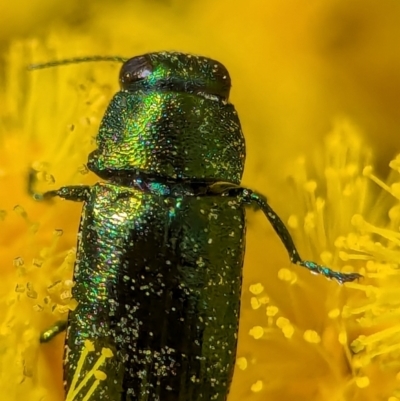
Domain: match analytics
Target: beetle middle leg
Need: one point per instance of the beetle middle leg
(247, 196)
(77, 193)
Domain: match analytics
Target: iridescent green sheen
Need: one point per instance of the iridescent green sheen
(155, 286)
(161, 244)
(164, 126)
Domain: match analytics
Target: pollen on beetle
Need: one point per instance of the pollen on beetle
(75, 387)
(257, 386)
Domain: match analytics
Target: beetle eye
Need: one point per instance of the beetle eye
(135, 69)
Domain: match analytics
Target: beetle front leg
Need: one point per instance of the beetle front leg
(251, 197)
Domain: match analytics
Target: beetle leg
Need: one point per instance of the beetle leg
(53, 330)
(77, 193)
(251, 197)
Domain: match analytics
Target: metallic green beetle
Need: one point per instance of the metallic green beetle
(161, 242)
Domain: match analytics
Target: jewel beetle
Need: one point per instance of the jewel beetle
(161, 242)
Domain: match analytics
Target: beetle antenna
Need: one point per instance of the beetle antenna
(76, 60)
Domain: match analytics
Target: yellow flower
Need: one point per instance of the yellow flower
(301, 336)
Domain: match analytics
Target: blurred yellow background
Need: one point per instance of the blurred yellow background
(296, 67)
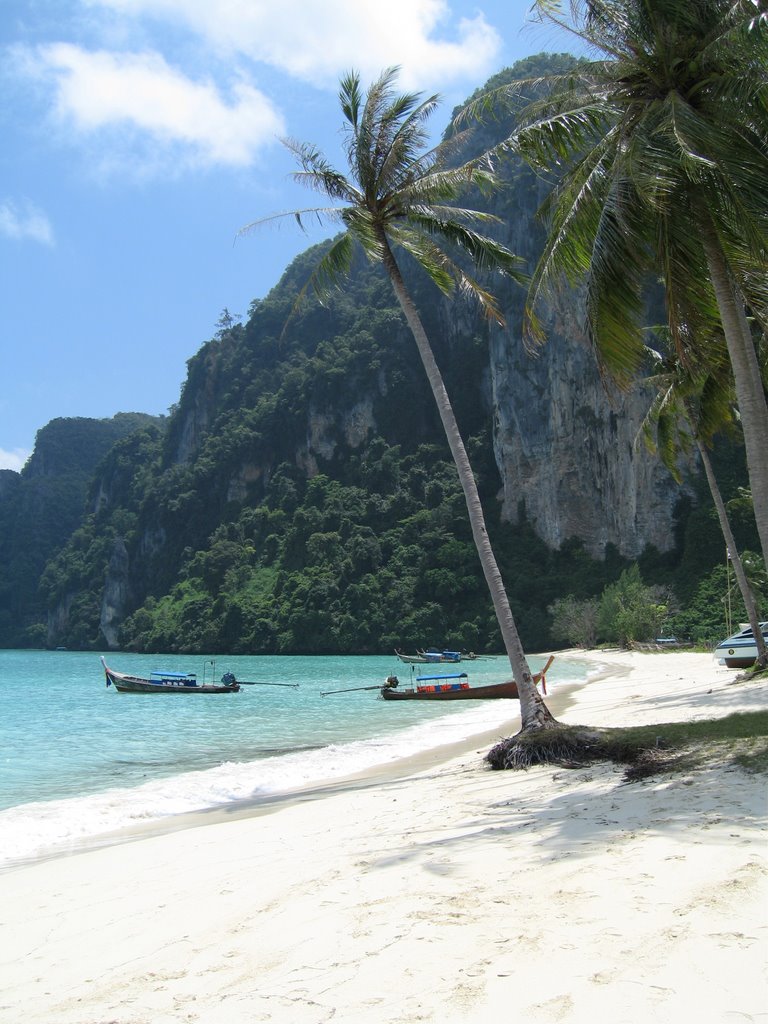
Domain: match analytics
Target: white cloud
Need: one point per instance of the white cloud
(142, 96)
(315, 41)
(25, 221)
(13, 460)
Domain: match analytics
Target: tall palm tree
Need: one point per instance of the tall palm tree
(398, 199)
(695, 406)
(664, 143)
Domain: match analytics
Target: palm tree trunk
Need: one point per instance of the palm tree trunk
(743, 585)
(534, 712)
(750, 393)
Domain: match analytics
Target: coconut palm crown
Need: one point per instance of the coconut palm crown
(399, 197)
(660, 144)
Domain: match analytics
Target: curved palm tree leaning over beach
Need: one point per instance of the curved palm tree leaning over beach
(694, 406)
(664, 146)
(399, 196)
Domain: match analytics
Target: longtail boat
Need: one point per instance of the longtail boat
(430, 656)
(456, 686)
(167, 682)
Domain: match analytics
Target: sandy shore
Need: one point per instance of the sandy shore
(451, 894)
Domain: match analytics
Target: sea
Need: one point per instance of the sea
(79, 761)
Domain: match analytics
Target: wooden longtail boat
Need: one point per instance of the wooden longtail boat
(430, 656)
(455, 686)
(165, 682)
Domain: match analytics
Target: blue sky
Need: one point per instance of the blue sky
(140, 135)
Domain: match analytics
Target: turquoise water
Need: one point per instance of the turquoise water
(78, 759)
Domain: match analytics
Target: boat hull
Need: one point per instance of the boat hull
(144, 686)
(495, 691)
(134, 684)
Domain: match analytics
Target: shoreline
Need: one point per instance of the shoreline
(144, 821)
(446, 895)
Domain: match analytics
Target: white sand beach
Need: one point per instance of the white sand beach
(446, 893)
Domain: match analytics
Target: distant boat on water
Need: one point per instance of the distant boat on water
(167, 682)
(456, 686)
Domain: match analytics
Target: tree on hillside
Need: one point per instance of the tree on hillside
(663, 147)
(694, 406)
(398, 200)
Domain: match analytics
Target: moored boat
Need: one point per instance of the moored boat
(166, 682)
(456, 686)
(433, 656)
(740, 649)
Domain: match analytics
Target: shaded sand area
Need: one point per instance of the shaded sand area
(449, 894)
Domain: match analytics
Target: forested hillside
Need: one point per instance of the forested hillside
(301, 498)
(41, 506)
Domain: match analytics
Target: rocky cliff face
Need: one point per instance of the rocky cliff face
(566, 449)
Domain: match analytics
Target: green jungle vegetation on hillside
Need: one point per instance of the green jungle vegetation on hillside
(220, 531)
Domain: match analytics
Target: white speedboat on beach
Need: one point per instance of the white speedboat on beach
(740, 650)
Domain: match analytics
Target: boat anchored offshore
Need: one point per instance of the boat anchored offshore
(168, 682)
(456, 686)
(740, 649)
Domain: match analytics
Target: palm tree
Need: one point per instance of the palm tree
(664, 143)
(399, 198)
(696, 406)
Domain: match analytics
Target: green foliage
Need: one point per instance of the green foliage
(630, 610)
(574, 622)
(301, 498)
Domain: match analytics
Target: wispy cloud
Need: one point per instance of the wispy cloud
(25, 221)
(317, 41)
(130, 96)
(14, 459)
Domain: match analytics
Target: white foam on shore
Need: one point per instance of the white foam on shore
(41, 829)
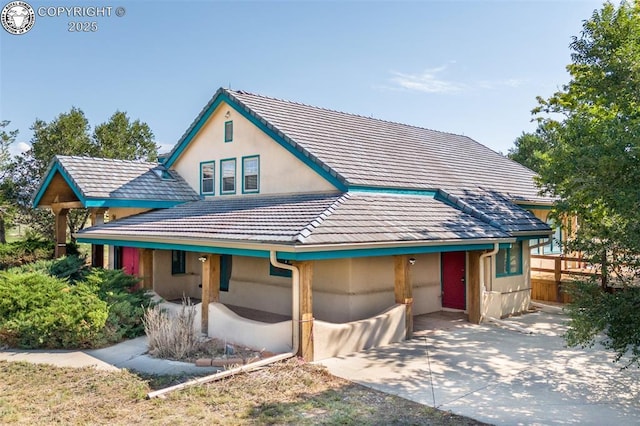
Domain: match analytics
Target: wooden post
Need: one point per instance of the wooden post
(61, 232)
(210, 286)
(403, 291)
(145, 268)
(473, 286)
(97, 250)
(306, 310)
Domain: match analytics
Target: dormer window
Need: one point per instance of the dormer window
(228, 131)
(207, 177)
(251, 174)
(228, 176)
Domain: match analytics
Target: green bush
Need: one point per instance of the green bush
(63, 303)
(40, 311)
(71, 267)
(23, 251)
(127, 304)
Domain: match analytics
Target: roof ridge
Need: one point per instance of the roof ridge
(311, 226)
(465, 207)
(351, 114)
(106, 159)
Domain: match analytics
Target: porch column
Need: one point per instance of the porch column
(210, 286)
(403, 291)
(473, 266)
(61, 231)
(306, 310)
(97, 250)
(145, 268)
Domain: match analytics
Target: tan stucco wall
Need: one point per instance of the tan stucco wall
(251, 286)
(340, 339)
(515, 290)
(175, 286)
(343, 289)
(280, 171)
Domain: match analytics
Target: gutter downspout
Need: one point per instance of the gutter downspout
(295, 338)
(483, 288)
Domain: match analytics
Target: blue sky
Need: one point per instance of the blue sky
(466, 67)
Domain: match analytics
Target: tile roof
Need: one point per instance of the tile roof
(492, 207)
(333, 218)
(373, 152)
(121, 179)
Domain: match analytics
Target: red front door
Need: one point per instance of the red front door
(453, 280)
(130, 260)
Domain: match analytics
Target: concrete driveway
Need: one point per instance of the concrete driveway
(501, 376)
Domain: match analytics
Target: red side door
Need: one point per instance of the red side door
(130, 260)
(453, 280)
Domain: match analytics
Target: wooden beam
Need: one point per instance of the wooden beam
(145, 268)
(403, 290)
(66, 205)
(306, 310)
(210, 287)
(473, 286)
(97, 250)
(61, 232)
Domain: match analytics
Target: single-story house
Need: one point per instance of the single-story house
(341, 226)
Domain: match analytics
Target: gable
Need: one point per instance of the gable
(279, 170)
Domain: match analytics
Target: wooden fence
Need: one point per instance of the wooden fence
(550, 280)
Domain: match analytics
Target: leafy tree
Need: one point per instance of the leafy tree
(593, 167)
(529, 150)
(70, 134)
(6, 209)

········

◆ The problem: Nothing but the text of the listing should be set down, exactly, with the pictures left behind.

◆ Solution to the exercise:
Domain: match analytics
Target: beetle middle leg
Need: one point per instance of the beetle middle leg
(247, 196)
(77, 193)
Domain: match analytics
Target: iridescent green sheen
Need: one point per instance of the iridescent green sheen
(155, 286)
(161, 244)
(164, 126)
Domain: match analytics
Target: pollen on beetle
Need: one point per instance of the pollen on beetle
(75, 387)
(257, 386)
Domain: match analytics
Target: beetle eye
Need: one point per instance of the beetle eye
(135, 69)
Domain: match analytics
Target: beetle front leg
Need: one point per instance of the beetle front leg
(251, 197)
Domain: match analytics
Target: beetle leg
Need: one point per instance of the beetle leg
(53, 330)
(77, 193)
(251, 197)
Domain: match analytics
Target: metallic green beetle
Need: one point per instance of the metallic green beetle
(161, 242)
Domain: match analytics
Target: jewel beetle
Need: one point per instance of the jewel beetle
(161, 242)
Domain: match analytics
Target: beetle antenna
Need: one point per instance of the beetle antenna
(76, 60)
Domain: match analytics
Target: yellow flower
Need: one point per instance of the yellow flower
(301, 336)
Domain: match analytics
Target: blurred yellow background
Need: one point per instance of the blurred yellow background
(296, 67)
Domain: match analytics
Target: white cloud
Need: one point per instance of the white cloud
(142, 96)
(315, 41)
(25, 221)
(13, 460)
Domain: match analytics
Target: tall palm tree
Need: one point per instance of the tall palm tree
(398, 199)
(695, 406)
(664, 143)
Domain: match analytics
Target: palm tree trunk
Need: one point per instance of the palm tree trunk
(743, 585)
(534, 712)
(750, 393)
Domain: match analytics
Target: coconut palm crown
Need: one point per instance of the coconut palm crown
(399, 197)
(660, 144)
Domain: match analytics
Target: curved palm tree leaning over beach
Need: one point per instance of the curved palm tree leaning over beach
(694, 406)
(664, 146)
(399, 196)
Domain: match analytics
Target: longtail boat
Need: one point per instance of the longtail boat
(430, 656)
(456, 686)
(167, 682)
Domain: match analytics
Target: sandy shore
Need: one point per instance of the sandy shore
(451, 894)
Domain: match analytics
Target: sea
Need: one point per instance of the sea
(79, 761)
Domain: match analytics
Target: wooden longtail boat
Need: one point per instance of the wooden longtail boat
(430, 656)
(455, 686)
(165, 682)
Domain: match analytics
Target: blue sky
Need: one point per instance of the blue sky
(140, 135)
Domain: match analytics
Target: turquoise water
Need: one point per instance of the turquoise water
(78, 759)
Domain: match analytics
Target: boat hull
Need: one point per instance of the boat hull
(144, 686)
(495, 691)
(134, 684)
Domain: match analytics
Target: shoreline
Need: one point per instance of the shoreline
(144, 821)
(446, 895)
Domain: match analytics
Target: white sand beach
Need: one point per instance of the white sand beach
(446, 893)
Domain: match analytics
Target: distant boat on water
Need: one point per instance of the distant boat on water
(167, 682)
(456, 686)
Domain: match analytics
Target: tree on hillside
Need: one point per instance of the tree on hillside
(663, 147)
(694, 406)
(398, 200)
Domain: match analytics
Target: moored boat
Need: one point per instance of the moored boat
(166, 682)
(456, 686)
(433, 656)
(740, 649)
Domain: match analytics
Target: shaded sand area
Need: one point per instance of the shaded sand area
(449, 894)
Domain: match analytics
Target: forested hillside
Need: one point per instance of the forested hillside
(301, 498)
(41, 506)
Domain: match analytics
Target: rocky cliff face
Need: one point per instance of the rocky cliff face
(566, 449)
Domain: match analytics
Target: green jungle vegetation on hillside
Need: one point per instance of the green jungle vegetation on hillside
(220, 531)
Domain: match analytics
Target: white speedboat on beach
Need: one point per instance of the white speedboat on beach
(740, 650)
Domain: match analytics
Target: boat anchored offshore
Need: one point per instance of the boat anchored offshore
(168, 682)
(456, 686)
(740, 649)
Domain: match analytics
Target: palm tree
Need: one point per instance of the palm tree
(664, 143)
(399, 198)
(696, 406)
Domain: match analytics
Target: green foliage
Need: one point per instance of the green foliage
(630, 610)
(574, 622)
(301, 498)
Domain: match analytics
Target: wispy cloud
Need: one point per instance of the wispy cloud
(25, 221)
(317, 41)
(130, 96)
(14, 459)
Domain: match analytics
Target: white foam on shore
Need: one point per instance of the white foam on shore
(41, 829)
Domain: match analytics
Target: wooden post
Need: one point per instance of the wooden post
(61, 232)
(210, 286)
(403, 291)
(145, 268)
(473, 286)
(97, 250)
(306, 310)
Domain: match analytics
Target: dormer window
Need: one point per instance of the dormer window
(228, 131)
(207, 177)
(251, 174)
(228, 176)
Domain: match analytics
Target: green bush
Need: one point per instance of the green bush
(63, 303)
(40, 311)
(71, 267)
(23, 251)
(127, 304)
Domain: match analytics
Target: roof ridge
Need: one point per instance of the roof ridge
(311, 226)
(465, 207)
(351, 114)
(106, 159)
Domain: match analytics
Target: porch column
Need: one point per instance of the porch column
(210, 286)
(403, 291)
(473, 266)
(61, 231)
(306, 310)
(97, 250)
(145, 268)
Domain: match analytics
Target: tan stucco wall
Need: one point per instance of the tan stucco wall
(251, 286)
(340, 339)
(515, 290)
(175, 286)
(343, 289)
(280, 171)
Domain: match analytics
Target: gutter downspout
Need: one point per instance of the gutter downspout
(295, 338)
(483, 288)
Domain: match analytics
Target: blue sky
Need: one point per instance of the blue sky
(466, 67)
Domain: match analytics
Target: tile roof
Need: one point per instance of the tile roof
(492, 207)
(333, 218)
(373, 152)
(121, 179)
Domain: match analytics
Target: red front door
Need: one point per instance of the red front door
(453, 280)
(130, 260)
Domain: match analytics
Target: concrete driveway
Need: one point per instance of the concrete driveway
(501, 376)
Domain: match analytics
Target: red side door
Need: one point per instance of the red side door
(130, 260)
(453, 280)
Domain: match analytics
Target: wooden beam
Need: one point per instance of the wooden beam
(145, 268)
(403, 290)
(66, 205)
(306, 310)
(210, 287)
(473, 286)
(97, 250)
(61, 232)
Domain: match analytics
Target: single-story house
Need: one point per instance of the single-story house
(341, 226)
Domain: match analytics
Target: gable
Need: one point per instance of the gable
(279, 170)
Domain: match analytics
Target: wooden fence
Need: one point per instance of the wooden fence
(550, 280)
Domain: match analytics
Target: leafy tree
Need: one point per instance of the leafy tree
(593, 167)
(529, 150)
(70, 134)
(6, 209)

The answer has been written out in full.